**Document segment**
- - -

Deactivation of catecholase-like activity of a dinuclear Ni(II) complex by incorporation of an additional Ni(II)

Abstract

A new dinuclear Ni(II) complex [Ni₂L₂ (PhCOO)(H₂O) ₂]ClO₄ (1) has been synthesized by reacting Ni(ClO₄)₂•6H₂O with a reduced Schiff base ligand [(3-dimethylamino-propylamino)-methyl]-phenol (HL) in presence of benzoic acid in 1:1:1 ratios. Structural analysis reveals that complex 1 is a di-μ₂-phenoxo-bridged dinuclear Ni(II) complex and has an additional syn-syn benzoate bridge. Enzyme kinetic studies reflect that it (1) is effective in mimicking catecholase like activity with 3,5-di-tert-butylcatechol (3,5-DTBC) as the substrate. Kinetic measurements suggest that the rate of catechol oxidation follows first order kinetics with respect to the catalyst. The possible intermediates during the course of reaction are identified from ESI–MS spectra. The characteristic EPR spectra of the complex in the presence of 3,5-DTBC supports the formation of nickel(II)-semiquinonate as an intermediate species during the catalytic oxidation. When the synthesis is carried out with Ni(II):HL ratio of 3:2, a different compound [Ni₃L₂ (PhCOO)₄] (2) is produced incorporating an additional Ni(II)-benzoate. 2 possesses a linear trinuclear structure with the tridentate reduced Schiff base ligand coordinated to the terminal nickel atoms which are linked to the central Ni(II) by phenoxo and carboxylate bridges. Unlike 1, it does not show any catalytic activity towards catechol oxidation. Variable temperature magnetic susceptibility measurements have also been performed for 1 and 2. Complex 1 indicates the presence of intradimer antiferromagnetic interactions (J = −5.65 cm⁻¹). In contrast to complex 1, ferromagnetic coupling (J = 3.55 cm⁻¹) is observed in complex 2.

- - -

**Data excerpts**

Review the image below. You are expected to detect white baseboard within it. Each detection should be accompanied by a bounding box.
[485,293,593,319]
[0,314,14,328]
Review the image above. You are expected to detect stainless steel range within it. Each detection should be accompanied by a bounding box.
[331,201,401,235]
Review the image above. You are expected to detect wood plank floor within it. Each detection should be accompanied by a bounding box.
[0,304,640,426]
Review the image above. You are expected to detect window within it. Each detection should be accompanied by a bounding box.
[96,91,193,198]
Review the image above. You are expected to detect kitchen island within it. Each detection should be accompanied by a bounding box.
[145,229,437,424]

- - -

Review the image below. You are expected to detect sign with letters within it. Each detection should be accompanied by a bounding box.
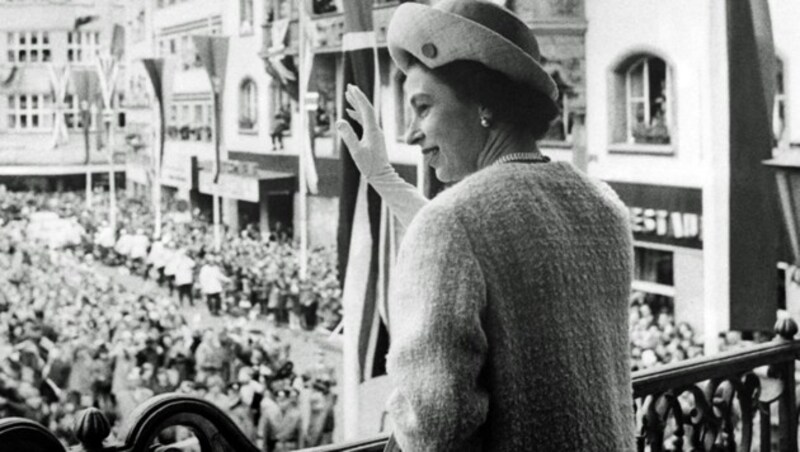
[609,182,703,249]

- - -

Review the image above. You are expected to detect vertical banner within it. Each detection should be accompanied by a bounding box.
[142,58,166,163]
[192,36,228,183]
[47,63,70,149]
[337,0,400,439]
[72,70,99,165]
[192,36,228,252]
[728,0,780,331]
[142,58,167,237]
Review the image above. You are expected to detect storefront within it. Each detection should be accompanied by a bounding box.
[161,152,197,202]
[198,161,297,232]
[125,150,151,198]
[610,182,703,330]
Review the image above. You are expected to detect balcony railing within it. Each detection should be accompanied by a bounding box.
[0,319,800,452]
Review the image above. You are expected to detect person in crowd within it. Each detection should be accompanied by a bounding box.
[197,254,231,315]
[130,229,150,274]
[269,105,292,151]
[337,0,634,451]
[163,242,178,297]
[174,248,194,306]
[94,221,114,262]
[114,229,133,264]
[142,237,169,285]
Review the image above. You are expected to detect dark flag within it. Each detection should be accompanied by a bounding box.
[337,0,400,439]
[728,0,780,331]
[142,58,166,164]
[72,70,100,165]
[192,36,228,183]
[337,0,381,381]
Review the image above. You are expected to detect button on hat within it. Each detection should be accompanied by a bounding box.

- - -

**Exercise instructions**
Decide whether each statement below agrees with the abstract on the nickel complexes, answering yes or no and quoting the words of the abstract that settle it. 1. Complex 2 shows catalytic activity toward catechol oxidation. 2. Complex 1 was synthesized in the presence of benzoic acid with reactants in 1:1:1 ratios. 3. Complex 2 shows antiferromagnetic coupling.

**Reply**
1. No: "Unlike 1, it does not show any catalytic activity towards catechol oxidation."
2. Yes: "in presence of benzoic acid in 1:1:1 ratios"
3. No: "In contrast to complex 1, ferromagnetic coupling (J = 3.55 cm⁻¹) is observed in complex 2."